● **PAGE EXCERPT**
Musings: Seeing boy on sideline showed polio's dangers
Shortly after the federal government approved the Salk polio vaccine in 1955, I joined the tidal wave of youngsters vaccinated against polio.
Not surprisingly perhaps, my parents expressed more urgency about having me vaccinated than I did. While I’d heard about polio, I hadn’t grasped its seriousness. I knew of no one who had the disease. I listened with half an ear to conversations about it.
But two years later, I saw firsthand the painful reality of polio. On a beautiful spring afternoon, I was playing kickball with other 8-year-olds in the schoolyard of Stewart Manor School. We were having a great time, running and jumping with enthusiasm.
Off in the distance, though, a boy in a wheelchair looked on quietly. I asked one of my female teammates about him and learned that he was her older brother. She said he had gotten polio before the vaccine had become available and almost died.
Though his health had gradually improved, he was still not strong enough to get around without leg braces or a wheelchair. But he liked being with kids, so he sometimes came with his sister and mother to the schoolyard to watch others play.
It upset me that a young person — just slightly older than me — could hardly walk, much less run. I was frightened. I wasn’t prepared to see kids in wheelchairs.

● **EXERCISE DATA**

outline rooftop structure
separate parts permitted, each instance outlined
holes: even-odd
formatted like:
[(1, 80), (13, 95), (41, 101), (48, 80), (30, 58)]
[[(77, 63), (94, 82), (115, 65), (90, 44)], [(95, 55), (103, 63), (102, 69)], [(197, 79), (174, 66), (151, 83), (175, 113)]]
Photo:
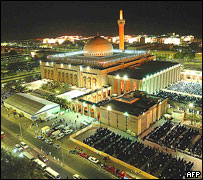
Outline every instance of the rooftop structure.
[(112, 44), (100, 36), (89, 40), (84, 46), (85, 56), (109, 56), (113, 54)]
[(152, 106), (158, 104), (163, 99), (146, 95), (141, 91), (129, 92), (121, 97), (104, 102), (102, 106), (111, 107), (112, 110), (127, 112), (134, 116), (140, 116), (148, 111)]
[[(92, 46), (92, 45), (91, 45)], [(89, 49), (89, 46), (87, 47)], [(91, 51), (88, 51), (91, 52)], [(92, 51), (93, 52), (93, 51)], [(110, 51), (111, 52), (111, 51)], [(113, 49), (112, 54), (107, 53), (105, 56), (85, 56), (85, 51), (76, 51), (70, 53), (61, 53), (47, 56), (47, 60), (51, 62), (76, 64), (76, 65), (90, 65), (95, 67), (109, 67), (121, 62), (132, 61), (135, 58), (147, 54), (147, 51), (142, 50), (125, 50), (124, 52), (118, 49)], [(94, 54), (94, 53), (92, 53)], [(95, 53), (96, 54), (96, 53)], [(110, 55), (111, 54), (111, 55)]]
[(5, 100), (5, 106), (26, 114), (29, 119), (35, 119), (36, 115), (48, 111), (60, 110), (59, 104), (25, 93), (11, 95)]
[(113, 76), (125, 76), (127, 75), (128, 78), (132, 79), (143, 79), (147, 75), (153, 75), (155, 73), (159, 73), (165, 69), (168, 69), (172, 66), (178, 65), (176, 62), (166, 62), (166, 61), (148, 61), (144, 63), (140, 67), (129, 67), (123, 70), (118, 70), (114, 72), (110, 72), (109, 75)]

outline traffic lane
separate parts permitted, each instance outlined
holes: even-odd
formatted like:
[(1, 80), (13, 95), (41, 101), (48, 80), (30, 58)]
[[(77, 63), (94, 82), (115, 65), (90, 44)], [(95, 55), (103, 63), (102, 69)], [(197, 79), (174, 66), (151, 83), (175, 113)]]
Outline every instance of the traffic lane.
[[(4, 117), (2, 117), (2, 124), (7, 127), (8, 129), (12, 130), (15, 133), (19, 134), (19, 126), (17, 126), (15, 123), (6, 120)], [(26, 133), (27, 130), (24, 130), (24, 133)], [(59, 158), (62, 160), (62, 150), (56, 149), (51, 145), (46, 144), (45, 142), (34, 138), (29, 132), (26, 134), (23, 134), (23, 138), (36, 146), (37, 148), (44, 150), (45, 152), (51, 152), (51, 155), (55, 158)], [(67, 150), (66, 150), (67, 151)], [(85, 177), (88, 177), (89, 179), (97, 179), (98, 177), (100, 179), (112, 179), (111, 176), (107, 175), (104, 172), (101, 172), (99, 169), (92, 166), (92, 164), (89, 163), (89, 161), (82, 159), (77, 156), (69, 155), (64, 150), (64, 162), (68, 166), (70, 166), (72, 169), (75, 169), (78, 171), (81, 175), (84, 175)]]
[[(10, 134), (4, 127), (2, 127), (2, 130), (5, 133), (5, 137), (4, 139), (1, 140), (1, 143), (4, 143), (5, 147), (8, 147), (9, 150), (14, 150), (14, 146), (15, 144), (19, 143), (19, 140), (17, 138), (15, 138), (12, 134)], [(42, 155), (42, 153), (39, 153), (38, 151), (36, 151), (35, 149), (32, 149), (29, 147), (29, 149), (26, 150), (27, 152), (29, 152), (30, 154), (32, 154), (35, 158), (38, 158), (38, 155)], [(23, 151), (25, 152), (25, 151)], [(16, 153), (20, 154), (20, 153)], [(68, 178), (72, 178), (73, 177), (73, 173), (65, 170), (64, 168), (62, 168), (60, 165), (58, 165), (56, 162), (48, 160), (46, 162), (47, 166), (53, 168), (55, 171), (57, 171), (62, 179), (66, 179), (67, 176)]]

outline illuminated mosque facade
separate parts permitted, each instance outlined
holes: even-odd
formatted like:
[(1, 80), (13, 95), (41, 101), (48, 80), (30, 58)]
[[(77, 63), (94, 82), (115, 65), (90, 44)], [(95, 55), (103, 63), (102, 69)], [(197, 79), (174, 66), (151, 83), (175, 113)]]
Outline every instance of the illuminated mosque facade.
[(178, 63), (155, 61), (147, 51), (125, 50), (124, 24), (121, 10), (119, 49), (96, 36), (82, 51), (50, 55), (41, 61), (41, 77), (88, 90), (71, 99), (73, 111), (140, 134), (167, 110), (167, 99), (151, 94), (179, 81), (181, 69)]

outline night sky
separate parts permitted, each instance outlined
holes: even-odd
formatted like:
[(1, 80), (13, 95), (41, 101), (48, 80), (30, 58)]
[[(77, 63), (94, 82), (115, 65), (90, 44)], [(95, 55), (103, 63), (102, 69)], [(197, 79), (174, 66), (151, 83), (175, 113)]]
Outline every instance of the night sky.
[(1, 1), (1, 39), (116, 36), (120, 9), (125, 34), (202, 37), (202, 1)]

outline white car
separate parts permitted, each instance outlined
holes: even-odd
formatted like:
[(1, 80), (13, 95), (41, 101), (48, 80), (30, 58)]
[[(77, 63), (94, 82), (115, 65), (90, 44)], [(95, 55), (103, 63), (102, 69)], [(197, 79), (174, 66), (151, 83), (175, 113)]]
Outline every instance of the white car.
[(26, 143), (24, 143), (24, 142), (20, 142), (20, 146), (21, 146), (23, 149), (28, 149), (28, 148), (29, 148), (29, 146), (28, 146)]
[(72, 129), (67, 129), (67, 130), (64, 131), (64, 133), (65, 133), (66, 135), (71, 134), (72, 132), (73, 132)]
[(60, 134), (56, 137), (56, 140), (61, 139), (62, 137), (64, 137), (64, 133), (60, 133)]
[(18, 152), (22, 152), (22, 151), (23, 151), (23, 148), (20, 146), (20, 144), (16, 144), (16, 145), (15, 145), (15, 149), (16, 149)]
[(91, 162), (93, 162), (93, 163), (95, 163), (95, 164), (99, 163), (99, 160), (98, 160), (97, 158), (95, 158), (95, 157), (92, 157), (92, 156), (90, 156), (90, 157), (88, 158), (88, 160), (90, 160)]
[(82, 177), (80, 175), (78, 175), (78, 174), (74, 174), (73, 179), (82, 179)]

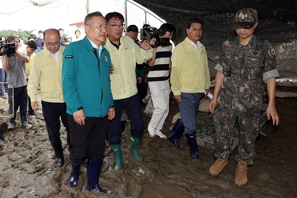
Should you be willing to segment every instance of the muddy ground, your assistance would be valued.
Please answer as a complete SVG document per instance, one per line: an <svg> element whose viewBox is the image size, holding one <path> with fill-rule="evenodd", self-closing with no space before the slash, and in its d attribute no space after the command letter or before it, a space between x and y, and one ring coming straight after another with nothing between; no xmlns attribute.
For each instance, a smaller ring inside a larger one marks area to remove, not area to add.
<svg viewBox="0 0 297 198"><path fill-rule="evenodd" d="M234 183L234 155L226 169L218 177L212 178L207 173L215 161L212 150L199 147L202 160L192 161L184 139L181 138L179 142L185 149L178 150L164 139L150 137L147 127L150 117L144 115L144 134L140 149L144 161L137 161L128 152L130 127L127 125L122 142L123 169L112 169L114 160L106 145L99 183L111 192L105 195L85 190L86 163L82 167L78 187L71 188L68 183L71 166L65 129L60 132L65 165L56 169L40 110L36 116L28 116L32 129L19 126L4 133L6 141L0 143L0 197L296 197L297 98L277 98L276 101L279 125L273 126L269 121L261 130L278 144L262 135L257 138L257 156L254 165L248 168L246 187L239 188ZM4 112L7 111L8 103L7 99L0 99L0 108ZM41 106L40 103L39 105ZM176 103L170 106L162 130L167 135L173 117L179 111ZM16 120L19 125L19 115Z"/></svg>

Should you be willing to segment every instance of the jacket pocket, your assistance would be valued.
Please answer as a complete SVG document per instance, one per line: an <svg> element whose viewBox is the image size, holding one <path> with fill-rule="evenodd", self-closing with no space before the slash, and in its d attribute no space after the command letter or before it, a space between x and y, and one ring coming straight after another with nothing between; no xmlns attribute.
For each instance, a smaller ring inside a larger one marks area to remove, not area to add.
<svg viewBox="0 0 297 198"><path fill-rule="evenodd" d="M223 61L223 73L227 76L231 75L232 66L235 63L234 58L231 57L225 57Z"/></svg>
<svg viewBox="0 0 297 198"><path fill-rule="evenodd" d="M111 92L113 95L116 96L124 94L125 93L124 91L124 88L123 87L121 75L118 74L113 74L110 75L110 77L111 81L110 85Z"/></svg>
<svg viewBox="0 0 297 198"><path fill-rule="evenodd" d="M248 80L258 78L261 75L262 71L262 62L260 60L249 60L244 65Z"/></svg>

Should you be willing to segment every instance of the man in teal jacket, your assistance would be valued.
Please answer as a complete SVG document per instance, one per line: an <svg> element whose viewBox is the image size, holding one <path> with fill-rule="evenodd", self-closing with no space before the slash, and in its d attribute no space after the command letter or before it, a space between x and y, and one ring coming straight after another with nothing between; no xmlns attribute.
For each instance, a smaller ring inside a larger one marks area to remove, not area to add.
<svg viewBox="0 0 297 198"><path fill-rule="evenodd" d="M98 184L108 119L115 115L110 58L101 45L107 36L107 25L99 12L87 15L84 25L86 36L69 45L63 54L62 84L73 146L69 184L77 186L80 166L87 159L86 189L107 193Z"/></svg>

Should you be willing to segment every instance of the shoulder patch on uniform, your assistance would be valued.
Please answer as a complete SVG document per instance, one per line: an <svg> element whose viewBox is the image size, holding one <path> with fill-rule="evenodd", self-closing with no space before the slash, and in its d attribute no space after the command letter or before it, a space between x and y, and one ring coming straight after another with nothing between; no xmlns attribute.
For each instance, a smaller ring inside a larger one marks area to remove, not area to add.
<svg viewBox="0 0 297 198"><path fill-rule="evenodd" d="M264 43L266 40L266 39L265 38L260 38L259 39L258 39L257 41L258 42L260 42L260 43Z"/></svg>

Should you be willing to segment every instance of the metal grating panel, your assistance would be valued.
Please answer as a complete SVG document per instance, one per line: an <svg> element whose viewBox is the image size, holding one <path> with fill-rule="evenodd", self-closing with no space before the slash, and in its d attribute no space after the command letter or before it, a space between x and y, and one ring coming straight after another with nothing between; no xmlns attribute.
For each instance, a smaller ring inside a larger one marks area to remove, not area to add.
<svg viewBox="0 0 297 198"><path fill-rule="evenodd" d="M268 105L264 104L263 110L261 112L260 123L262 126L268 120L266 115L266 109ZM211 147L213 145L213 136L214 135L214 126L213 119L209 117L210 113L199 111L197 118L196 137L198 145L206 148ZM235 133L232 141L232 150L233 150L238 145L238 120L236 119L233 129ZM210 145L210 144L211 145Z"/></svg>

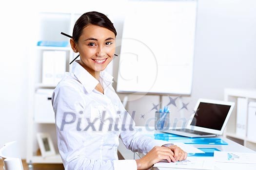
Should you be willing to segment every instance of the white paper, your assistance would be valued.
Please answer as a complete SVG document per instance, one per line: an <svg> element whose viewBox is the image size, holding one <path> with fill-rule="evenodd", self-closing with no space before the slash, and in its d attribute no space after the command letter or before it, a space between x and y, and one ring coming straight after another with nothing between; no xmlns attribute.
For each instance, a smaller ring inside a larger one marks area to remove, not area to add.
<svg viewBox="0 0 256 170"><path fill-rule="evenodd" d="M215 166L217 170L255 170L256 164L240 164L235 163L216 162Z"/></svg>
<svg viewBox="0 0 256 170"><path fill-rule="evenodd" d="M216 162L256 165L256 153L220 151L215 151L214 156Z"/></svg>
<svg viewBox="0 0 256 170"><path fill-rule="evenodd" d="M45 51L42 55L42 83L46 85L54 83L54 51Z"/></svg>
<svg viewBox="0 0 256 170"><path fill-rule="evenodd" d="M248 99L238 98L236 106L236 134L242 137L246 135Z"/></svg>
<svg viewBox="0 0 256 170"><path fill-rule="evenodd" d="M158 162L154 167L181 168L197 170L214 170L214 160L212 157L188 157L187 159L176 162Z"/></svg>
<svg viewBox="0 0 256 170"><path fill-rule="evenodd" d="M180 149L188 153L204 153L205 152L191 145L183 143L173 143L174 144L177 145Z"/></svg>

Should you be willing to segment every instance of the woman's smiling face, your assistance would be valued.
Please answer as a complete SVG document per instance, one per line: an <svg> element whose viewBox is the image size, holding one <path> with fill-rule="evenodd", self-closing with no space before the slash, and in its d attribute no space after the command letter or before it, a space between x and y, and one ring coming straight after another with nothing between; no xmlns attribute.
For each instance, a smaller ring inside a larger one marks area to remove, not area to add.
<svg viewBox="0 0 256 170"><path fill-rule="evenodd" d="M104 70L112 60L116 50L115 34L95 25L85 27L77 48L80 54L80 64L91 74Z"/></svg>

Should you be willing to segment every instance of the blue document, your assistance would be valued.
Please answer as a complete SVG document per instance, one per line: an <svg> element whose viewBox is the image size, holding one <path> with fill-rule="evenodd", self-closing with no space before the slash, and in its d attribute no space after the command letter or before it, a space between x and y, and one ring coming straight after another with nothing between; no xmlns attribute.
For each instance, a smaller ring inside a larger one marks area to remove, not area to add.
<svg viewBox="0 0 256 170"><path fill-rule="evenodd" d="M147 136L151 137L155 139L170 141L171 140L187 139L188 137L180 136L177 135L163 133L147 135Z"/></svg>
<svg viewBox="0 0 256 170"><path fill-rule="evenodd" d="M228 145L228 143L222 139L216 137L191 138L168 133L148 134L147 136L155 139L173 141L176 143L184 143L188 144Z"/></svg>
<svg viewBox="0 0 256 170"><path fill-rule="evenodd" d="M187 138L186 139L177 139L175 142L181 142L188 144L198 145L224 145L228 144L220 138L215 137L197 137Z"/></svg>
<svg viewBox="0 0 256 170"><path fill-rule="evenodd" d="M217 148L197 148L203 151L205 153L188 153L188 156L213 156L214 155L214 151L220 151Z"/></svg>

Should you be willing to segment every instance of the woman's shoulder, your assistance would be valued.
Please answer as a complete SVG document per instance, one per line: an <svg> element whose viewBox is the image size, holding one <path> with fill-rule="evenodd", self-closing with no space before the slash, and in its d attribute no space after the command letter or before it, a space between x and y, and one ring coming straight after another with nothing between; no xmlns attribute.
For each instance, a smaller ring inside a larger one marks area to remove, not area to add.
<svg viewBox="0 0 256 170"><path fill-rule="evenodd" d="M58 84L54 91L76 90L79 91L81 90L81 88L82 88L82 85L74 74L66 73L64 77Z"/></svg>

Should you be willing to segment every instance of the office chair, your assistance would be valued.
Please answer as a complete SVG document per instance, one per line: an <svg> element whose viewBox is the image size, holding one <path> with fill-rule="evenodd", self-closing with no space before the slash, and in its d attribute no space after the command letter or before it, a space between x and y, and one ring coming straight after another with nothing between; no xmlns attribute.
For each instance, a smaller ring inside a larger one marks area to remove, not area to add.
<svg viewBox="0 0 256 170"><path fill-rule="evenodd" d="M23 170L16 141L7 143L0 149L0 157L3 161L4 170Z"/></svg>

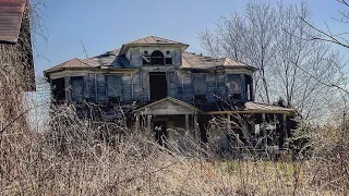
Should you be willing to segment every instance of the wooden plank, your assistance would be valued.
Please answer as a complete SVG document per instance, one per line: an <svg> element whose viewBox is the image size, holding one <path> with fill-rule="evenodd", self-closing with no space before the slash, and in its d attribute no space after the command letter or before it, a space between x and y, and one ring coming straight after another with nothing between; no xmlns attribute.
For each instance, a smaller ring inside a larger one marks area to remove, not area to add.
<svg viewBox="0 0 349 196"><path fill-rule="evenodd" d="M206 75L207 82L207 101L214 102L216 100L216 76L214 74Z"/></svg>
<svg viewBox="0 0 349 196"><path fill-rule="evenodd" d="M97 81L97 103L105 103L107 101L105 75L97 74L96 81Z"/></svg>
<svg viewBox="0 0 349 196"><path fill-rule="evenodd" d="M132 101L132 81L131 74L122 75L122 87L123 87L123 101L131 102Z"/></svg>

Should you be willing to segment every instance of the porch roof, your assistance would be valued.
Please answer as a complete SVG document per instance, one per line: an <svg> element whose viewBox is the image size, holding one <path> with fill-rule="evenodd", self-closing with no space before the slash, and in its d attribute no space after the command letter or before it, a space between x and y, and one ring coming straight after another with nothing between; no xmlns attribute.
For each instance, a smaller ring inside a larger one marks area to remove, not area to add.
<svg viewBox="0 0 349 196"><path fill-rule="evenodd" d="M139 114L154 114L154 115L176 115L176 114L197 114L204 113L192 105L181 100L166 97L158 101L146 105L133 111Z"/></svg>

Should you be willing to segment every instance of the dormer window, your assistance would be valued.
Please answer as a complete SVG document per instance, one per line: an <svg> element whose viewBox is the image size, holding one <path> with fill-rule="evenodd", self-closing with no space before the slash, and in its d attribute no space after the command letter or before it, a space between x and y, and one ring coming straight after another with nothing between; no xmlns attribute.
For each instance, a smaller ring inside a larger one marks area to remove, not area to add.
<svg viewBox="0 0 349 196"><path fill-rule="evenodd" d="M165 61L164 61L164 53L159 50L155 50L154 52L152 52L151 56L151 64L160 64L164 65Z"/></svg>

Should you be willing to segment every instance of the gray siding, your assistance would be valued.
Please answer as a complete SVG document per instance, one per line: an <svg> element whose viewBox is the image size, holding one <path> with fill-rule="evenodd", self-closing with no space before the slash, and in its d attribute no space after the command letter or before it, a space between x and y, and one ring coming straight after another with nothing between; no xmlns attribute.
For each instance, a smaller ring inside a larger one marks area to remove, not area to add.
<svg viewBox="0 0 349 196"><path fill-rule="evenodd" d="M173 64L174 65L182 64L182 54L181 54L181 50L179 49L173 51Z"/></svg>
<svg viewBox="0 0 349 196"><path fill-rule="evenodd" d="M124 74L122 76L122 84L123 84L123 100L125 102L132 101L132 81L131 74Z"/></svg>
<svg viewBox="0 0 349 196"><path fill-rule="evenodd" d="M133 100L142 101L142 86L140 73L132 74L132 85L133 85Z"/></svg>
<svg viewBox="0 0 349 196"><path fill-rule="evenodd" d="M193 101L193 84L192 84L192 75L183 74L183 101L192 102Z"/></svg>
<svg viewBox="0 0 349 196"><path fill-rule="evenodd" d="M167 81L168 81L168 96L177 99L176 73L168 72L167 73Z"/></svg>
<svg viewBox="0 0 349 196"><path fill-rule="evenodd" d="M224 73L217 74L217 96L226 100L226 76Z"/></svg>
<svg viewBox="0 0 349 196"><path fill-rule="evenodd" d="M214 102L216 100L216 76L214 74L206 75L207 83L207 101Z"/></svg>
<svg viewBox="0 0 349 196"><path fill-rule="evenodd" d="M105 103L107 101L105 75L97 74L96 79L97 79L97 103Z"/></svg>

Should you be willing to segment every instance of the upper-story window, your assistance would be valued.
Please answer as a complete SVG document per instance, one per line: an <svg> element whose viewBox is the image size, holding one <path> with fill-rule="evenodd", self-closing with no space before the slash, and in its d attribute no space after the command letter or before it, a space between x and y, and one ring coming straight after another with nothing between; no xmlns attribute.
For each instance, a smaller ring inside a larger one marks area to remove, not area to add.
<svg viewBox="0 0 349 196"><path fill-rule="evenodd" d="M119 103L122 101L122 77L121 75L106 75L108 102Z"/></svg>
<svg viewBox="0 0 349 196"><path fill-rule="evenodd" d="M154 52L152 52L151 54L151 64L165 64L165 57L164 53L159 50L155 50Z"/></svg>
<svg viewBox="0 0 349 196"><path fill-rule="evenodd" d="M242 99L241 75L229 74L227 83L227 94L230 100Z"/></svg>
<svg viewBox="0 0 349 196"><path fill-rule="evenodd" d="M70 77L70 85L72 89L72 101L82 101L84 99L84 77L72 76Z"/></svg>
<svg viewBox="0 0 349 196"><path fill-rule="evenodd" d="M149 65L165 65L165 64L173 64L171 51L167 50L166 54L159 50L155 50L149 54L147 50L143 52L143 64Z"/></svg>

● **WHAT TO DO**
In the polio essay, why did the boy in the wheelchair sometimes come to the schoolyard? Explain in one to three sentences.

● **SOLUTION TO THIS EXERCISE**
He liked being with kids, so he sometimes came with his sister and mother to watch others play. He had gotten polio before the vaccine was available and was still not strong enough to get around without leg braces or a wheelchair.